§ ИСХОДНЫЙ ДОКУМЕНТ:

____________

Вениамин Блаженный
Не так давно в нашу Высшую школу на Покровке пришли два молодых человека. Они представились как поэты-христиане из Белоруссии, сказали, что хотят познакомиться с сотрудниками журнала «Православная община», поскольку он имеет постоянную поэтическую страничку. Нас пригласили на ежегодный христианский поэтический фестиваль в Минск, а на прощанье подарили несколько своих изданий.
Одна книга бросилась в глаза сразу: на обложке грубыми мазками—крест, выше — ярко-красная славянизированная надпись «Сораспятье»*, еще выше — имя автора: Вениамин Блаженный*. Все три компонента обложки настораживали: и слишком вольное обращение с формами креста, и показавшееся претенциозным название сборника, и псевдоним, который вызывал в памяти ассоциацию скорее не с Василием Блаженным, а c Иваном Бездомным из известного булгаковского романа. Однако лицо на фотографии (на него сейчас смотрите и вы) успокоило — от человека с таким взглядом нельзя ожидать кощунства. Настрой на «вежливое чтение» исчез сразу же после просмотра первых двух страничек, где Арсений Тарковский, Межиров, Кушнер и другие известные поэты и литераторы в высоких и в то же время очень личных тонах благодарили автора.
* Сборник стихов Вениамина Блаженного «Сораспятье» издан в Минске в 1995 г. ООО «ИНТЕКС» и «ОЛЕГРАН» (при поддержке известного музыканта Юрия Шевчука и его друзей)
«Дорогой друг! Вы настоящий поэт. Это не орден. Это слова почти печальные… Настоящий поэт — редкое существо. Одинокое существо. Но он нужен как птица, летящая впереди треугольника… » (Виктор Шкловский ).
А дальше в перечне «хранителей огня» поэзии XX века вновь прозвучало его имя, точнее, фамилия, имеющая к блаженству весьма отдаленное отношение, — Айзенштадт.

____________

Где и в каком году, согласно статье о Вениамине Блаженном, вышел сборник «Сораспятье»? Следующий список взят из другого источника.

§ ФРАГМЕНТ НАБОРА ДАННЫХ:
____________

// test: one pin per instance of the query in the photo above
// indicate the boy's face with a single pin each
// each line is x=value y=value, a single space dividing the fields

____________

§ ОТВЕТ:
Сборник вышел в Минске в 1995 году.